-- Opening Marker --

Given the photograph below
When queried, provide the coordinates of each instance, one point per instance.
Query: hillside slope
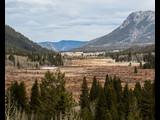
(137, 29)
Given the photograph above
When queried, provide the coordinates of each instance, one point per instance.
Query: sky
(83, 20)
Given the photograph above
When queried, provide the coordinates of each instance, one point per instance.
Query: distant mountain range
(63, 45)
(18, 42)
(137, 29)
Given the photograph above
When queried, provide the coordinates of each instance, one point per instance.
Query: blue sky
(55, 20)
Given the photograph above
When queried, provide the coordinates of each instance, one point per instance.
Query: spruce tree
(94, 89)
(138, 92)
(86, 114)
(118, 88)
(23, 100)
(35, 96)
(135, 70)
(126, 99)
(121, 110)
(14, 90)
(114, 113)
(54, 100)
(84, 97)
(107, 115)
(101, 107)
(147, 104)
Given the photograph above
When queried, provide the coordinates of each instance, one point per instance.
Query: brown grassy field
(87, 67)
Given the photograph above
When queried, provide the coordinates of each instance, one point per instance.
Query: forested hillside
(50, 100)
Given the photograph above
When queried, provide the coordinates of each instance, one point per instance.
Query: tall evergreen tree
(35, 96)
(114, 113)
(94, 89)
(23, 100)
(147, 101)
(84, 97)
(126, 99)
(86, 114)
(118, 88)
(101, 107)
(138, 92)
(135, 70)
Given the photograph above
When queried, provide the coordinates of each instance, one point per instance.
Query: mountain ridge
(137, 29)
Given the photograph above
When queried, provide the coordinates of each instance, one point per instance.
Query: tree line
(112, 102)
(50, 100)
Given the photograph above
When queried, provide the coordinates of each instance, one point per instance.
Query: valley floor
(86, 67)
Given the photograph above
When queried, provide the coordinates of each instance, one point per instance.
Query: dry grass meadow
(87, 67)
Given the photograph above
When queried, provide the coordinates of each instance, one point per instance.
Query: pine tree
(107, 81)
(18, 64)
(134, 111)
(126, 99)
(55, 100)
(23, 100)
(135, 70)
(35, 96)
(14, 90)
(110, 95)
(121, 110)
(84, 97)
(138, 92)
(140, 65)
(147, 104)
(94, 89)
(86, 114)
(118, 88)
(101, 107)
(114, 113)
(107, 115)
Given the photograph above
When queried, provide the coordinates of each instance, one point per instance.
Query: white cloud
(54, 20)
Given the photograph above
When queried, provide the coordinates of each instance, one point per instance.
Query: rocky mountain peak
(138, 17)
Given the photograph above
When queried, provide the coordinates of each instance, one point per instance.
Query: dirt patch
(80, 68)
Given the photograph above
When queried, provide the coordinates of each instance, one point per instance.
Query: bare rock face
(137, 29)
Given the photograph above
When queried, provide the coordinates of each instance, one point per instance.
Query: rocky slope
(137, 29)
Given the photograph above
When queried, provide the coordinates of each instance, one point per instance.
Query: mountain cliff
(137, 29)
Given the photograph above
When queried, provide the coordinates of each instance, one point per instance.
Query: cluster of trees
(50, 100)
(111, 102)
(120, 58)
(150, 61)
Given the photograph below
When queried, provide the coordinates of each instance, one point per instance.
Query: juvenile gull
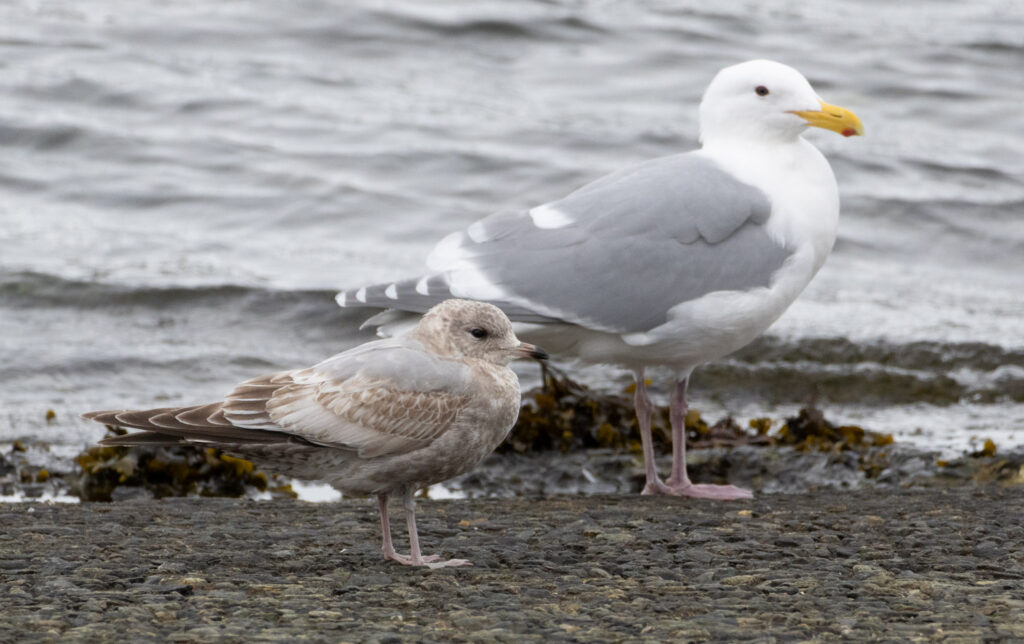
(672, 262)
(387, 417)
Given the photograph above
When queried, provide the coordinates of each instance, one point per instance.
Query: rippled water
(184, 185)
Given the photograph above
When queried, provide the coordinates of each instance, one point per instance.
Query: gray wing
(380, 398)
(615, 255)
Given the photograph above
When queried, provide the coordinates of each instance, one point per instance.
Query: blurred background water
(183, 185)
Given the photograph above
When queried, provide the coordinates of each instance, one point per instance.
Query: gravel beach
(898, 564)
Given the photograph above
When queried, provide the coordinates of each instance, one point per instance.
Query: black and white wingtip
(411, 295)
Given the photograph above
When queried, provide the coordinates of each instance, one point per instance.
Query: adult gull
(672, 262)
(386, 417)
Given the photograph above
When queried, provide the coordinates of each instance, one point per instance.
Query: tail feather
(173, 425)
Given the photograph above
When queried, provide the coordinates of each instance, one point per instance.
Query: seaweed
(166, 471)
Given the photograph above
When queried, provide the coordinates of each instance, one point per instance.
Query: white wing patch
(549, 217)
(421, 286)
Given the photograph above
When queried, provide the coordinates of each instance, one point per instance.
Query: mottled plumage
(390, 416)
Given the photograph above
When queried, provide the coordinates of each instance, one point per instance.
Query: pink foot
(431, 561)
(707, 490)
(655, 487)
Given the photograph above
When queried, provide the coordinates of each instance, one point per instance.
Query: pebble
(910, 564)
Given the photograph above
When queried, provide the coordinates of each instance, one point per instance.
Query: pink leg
(679, 482)
(643, 409)
(415, 558)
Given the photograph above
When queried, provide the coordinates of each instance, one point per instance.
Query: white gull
(673, 262)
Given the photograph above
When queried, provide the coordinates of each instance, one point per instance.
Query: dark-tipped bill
(526, 349)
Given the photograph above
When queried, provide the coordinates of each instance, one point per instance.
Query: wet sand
(929, 563)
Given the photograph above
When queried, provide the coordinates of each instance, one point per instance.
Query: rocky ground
(898, 564)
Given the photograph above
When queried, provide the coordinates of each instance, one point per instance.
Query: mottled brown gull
(672, 262)
(384, 418)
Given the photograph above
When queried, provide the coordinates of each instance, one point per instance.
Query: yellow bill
(834, 118)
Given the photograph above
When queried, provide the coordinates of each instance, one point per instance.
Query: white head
(763, 100)
(477, 330)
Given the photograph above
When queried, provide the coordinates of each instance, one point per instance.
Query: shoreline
(907, 563)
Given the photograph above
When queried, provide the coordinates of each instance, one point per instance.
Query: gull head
(465, 329)
(763, 100)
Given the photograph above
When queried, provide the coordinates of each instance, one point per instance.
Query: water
(185, 184)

-- Closing Marker --

▶ _WHAT THE TASK REQUIRES_: Using the material above, return every line exactly as it appears, minus the pictures.

▶ _EXERCISE RESULT_:
Given the photograph below
When queried, provide the coordinates of each instance, one point per instance.
Query: hillside slope
(137, 29)
Given the photograph above
When queried, provide the coordinates of each instance, one point per instance.
Query: sky
(83, 20)
Given the photograph above
When queried, provide the coordinates of each instance, one point per instance.
Query: distant mountain range
(63, 45)
(18, 42)
(137, 29)
Given the photograph above
When queried, provide the coordinates of each instance, one point per instance.
Query: blue sky
(55, 20)
Given the photograph above
When queried, provide the coordinates of each instance, one point per instance.
Query: spruce tree
(94, 89)
(138, 92)
(86, 114)
(118, 88)
(23, 100)
(35, 96)
(135, 70)
(126, 99)
(121, 110)
(14, 90)
(114, 113)
(54, 100)
(84, 97)
(107, 115)
(101, 107)
(147, 104)
Given the photograph above
When queried, provide the coordinates of each instance, one point per instance.
Query: brown grassy field
(87, 67)
Given the photograph above
When queried, provide the coordinates of each instance, one point per instance.
Query: forested hillside
(50, 100)
Given the photograph above
When queried, provide the coordinates of each instance, one point per instance.
Query: tall evergreen tree
(35, 96)
(114, 113)
(94, 89)
(23, 100)
(147, 101)
(84, 97)
(126, 99)
(86, 114)
(118, 88)
(101, 107)
(138, 92)
(135, 70)
Given the photograph above
When queried, provide the coordinates of each instance, one point per instance.
Query: mountain ridge
(137, 29)
Given the photograph above
When queried, provide the coordinates of each instance, one point per instance.
Query: tree line
(112, 102)
(50, 100)
Given the photograph above
When queried, provide the coordinates of each instance, one point per instance.
Query: valley floor
(86, 67)
Given the photograph above
When queried, provide the coordinates of each instance, one point per instance.
Query: dry grass meadow
(87, 67)
Given the photograph above
When queried, provide the coordinates of each instance, one point per instance.
Query: pine tree
(107, 81)
(18, 64)
(134, 111)
(126, 99)
(55, 100)
(23, 100)
(135, 70)
(35, 96)
(14, 90)
(110, 95)
(121, 110)
(84, 97)
(138, 92)
(140, 65)
(147, 104)
(94, 89)
(86, 114)
(118, 88)
(101, 107)
(114, 113)
(107, 115)
Given the photograph above
When queried, provide the coordinates of each instance, one point per instance.
Query: white cloud
(54, 20)
Given the photograph above
When queried, provide the coordinates of each instance, one point per instance.
Query: rocky mountain peak
(138, 17)
Given the photograph above
When queried, provide the coordinates of each instance, one point per instance.
Query: dirt patch
(80, 68)
Given the photograph above
When queried, provide the coordinates of each instance, one point per instance.
Query: bare rock face
(137, 29)
Given the photograph above
When queried, provide the coordinates of each instance, one point per instance.
Query: rocky slope
(137, 29)
Given the photograph above
When queried, provide the coordinates of each instance, one point per instance.
Query: mountain cliff
(137, 29)
Given the photograph above
When queried, provide the coordinates of each instance, one point per instance.
Query: cluster of trees
(50, 100)
(111, 102)
(120, 58)
(150, 61)
Given the photograph below
When queried, provide the coordinates of each instance, one point per instance.
Query: juvenile gull
(672, 262)
(387, 417)
Given the photograph above
When queried, provide the coordinates of each instance, one point per instance.
Query: rippled water
(184, 185)
Given the photograph above
When queried, provide the coordinates of each instance, one point per instance.
Query: gray wing
(380, 398)
(615, 255)
Given the photograph above
When queried, provide the coordinates of each instance, one point per instance.
Query: blurred background water
(183, 185)
Given the photograph above
When queried, provide the coordinates of each instance, one point per instance.
Query: gravel beach
(898, 564)
Given the photograph above
When queried, provide the coordinates of each instance, one point per instance.
Query: black and white wingtip
(411, 295)
Given the photograph above
When queried, provide the coordinates of each instance, one point per instance.
Query: adult gull
(672, 262)
(386, 417)
Given the photograph above
When queried, provide the coordinates of each instance, one point per instance.
Query: tail feather
(173, 425)
Given the photograph above
When queried, provide the coordinates of each instance, one point per instance.
Query: seaweed
(166, 471)
Given the photograph above
When queried, provide the coordinates of each instance, one point per instance.
Query: white wing patch
(549, 217)
(421, 286)
Given the photograph above
When queried, provide the coordinates of each instance, one point per instance.
Query: mottled plumage
(390, 416)
Given the photograph above
When queried, provide the coordinates of each instance, one point per instance.
Query: pink foot
(431, 561)
(707, 490)
(655, 487)
Given the photograph above
When queried, provide the coordinates of each instance, one point per instance.
Query: pebble
(910, 564)
Given the photograph above
When queried, provide the coordinates of each instance, one point per instance.
Query: pink leg
(679, 482)
(643, 409)
(415, 558)
Given the photograph above
When queried, provide the coordinates of each instance, one point per instance.
Query: white gull
(673, 262)
Given the photograph above
When queried, provide the coordinates of each instance, one point per instance.
Query: dark-tipped bill
(526, 349)
Given the photograph above
When queried, provide the coordinates of each instance, one point per instance.
Query: wet sand
(929, 563)
Given the photograph above
When queried, provide the coordinates of each instance, one point per instance.
Query: rocky ground
(898, 564)
Given the photograph above
When queried, provide the coordinates of each instance, one point per instance.
Query: mottled brown gull
(672, 262)
(384, 418)
Given the photograph above
When queried, provide the coordinates of each instance, one point per instance.
Query: yellow bill
(834, 118)
Given the photograph above
When queried, provide the coordinates of each instance, one point per instance.
Query: white head
(763, 100)
(477, 330)
Given the photograph above
When queried, provide the coordinates of each instance, one point per instance.
Query: shoreline
(907, 563)
Given the photograph above
When queried, provide the coordinates of each instance, one point per instance.
Query: gull head
(465, 329)
(763, 100)
Given the photograph above
When queried, provide the coordinates of each instance, one point per instance.
Query: water
(185, 184)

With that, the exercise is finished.